→ **WRITTEN REQUEST**
Pull out every line of the items below that contains the string 'single'. Case counts.

→ **RECORDS SUPPLIED**
┌──
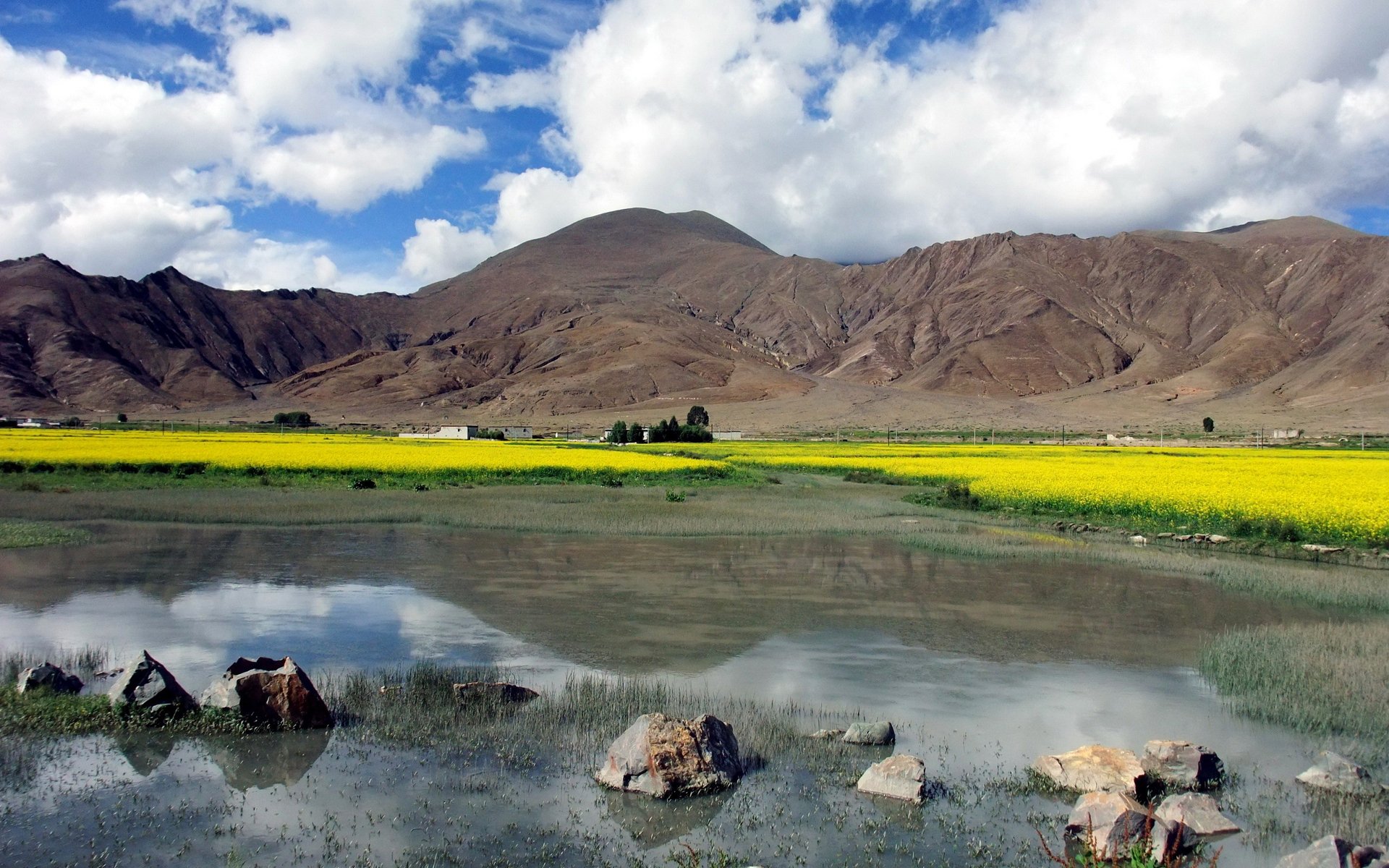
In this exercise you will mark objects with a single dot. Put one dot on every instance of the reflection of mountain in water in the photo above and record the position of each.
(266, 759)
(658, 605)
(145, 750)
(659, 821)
└──
┌──
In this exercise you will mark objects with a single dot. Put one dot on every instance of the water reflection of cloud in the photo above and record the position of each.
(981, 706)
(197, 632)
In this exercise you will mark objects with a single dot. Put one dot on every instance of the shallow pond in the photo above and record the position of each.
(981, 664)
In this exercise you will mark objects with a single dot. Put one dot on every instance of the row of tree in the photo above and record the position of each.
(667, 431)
└──
┌──
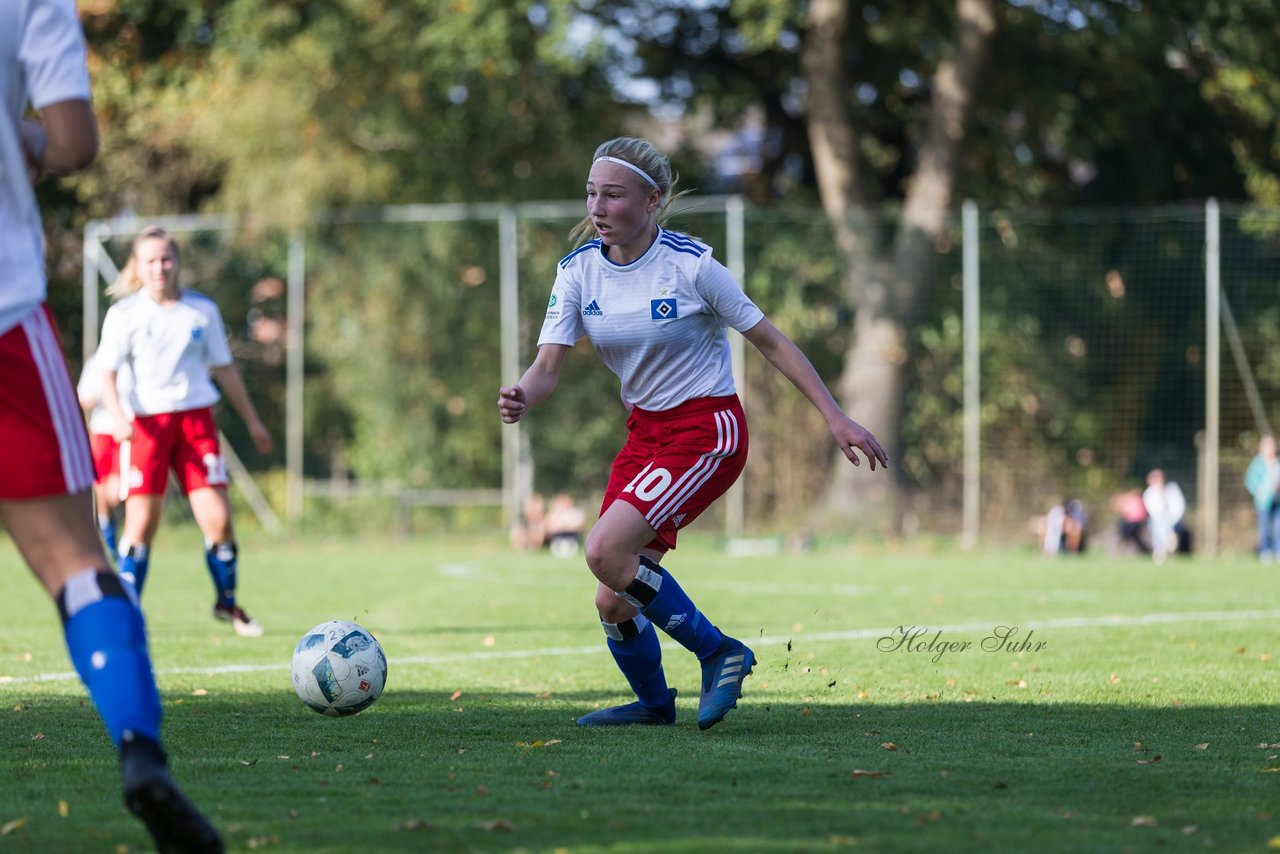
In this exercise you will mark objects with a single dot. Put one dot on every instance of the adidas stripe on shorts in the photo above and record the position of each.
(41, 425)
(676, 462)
└──
→ **WRITTEN ANSWER**
In this exercise you will mark objects with a single dot. Put one dot on every instance of the reflection of mountain in water in the photo above and record the position of each.
In this exercise you will mark objects with a single dot. Put one dot on every instance of the water reflection of cloud in the photo above and record the position of each.
In this exercise you will mark objects with a single dot. Put one dot on every instance of the shallow pond in the photo above and record the position of each.
In this exercise you will mark objects with a single dot. Put one dot on every instance of the row of tree in the photo above and record the position of each.
In this exercise you will mark objects with a single dot. Put one dot on every instance of the adidas stripe on shorts in the photo above and record the position of each.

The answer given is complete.